Exercise requirements> Copy the records below word for word, leaving out the pictures.

Recorded information>
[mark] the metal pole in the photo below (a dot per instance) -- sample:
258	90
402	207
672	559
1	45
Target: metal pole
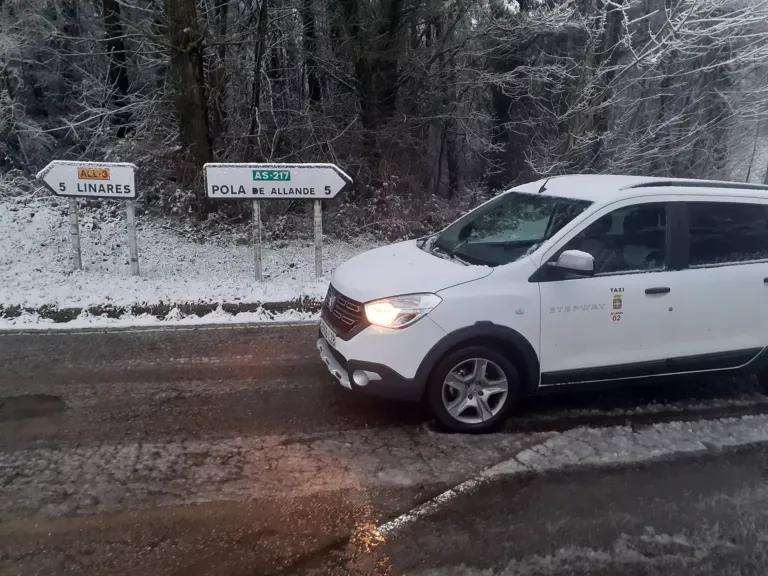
74	234
257	239
318	239
133	248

The answer>
[mark] the metal pole in the photo below (a dot per instance) -- sample:
258	90
402	207
672	559
1	45
Target: metal pole
74	234
257	239
318	239
133	248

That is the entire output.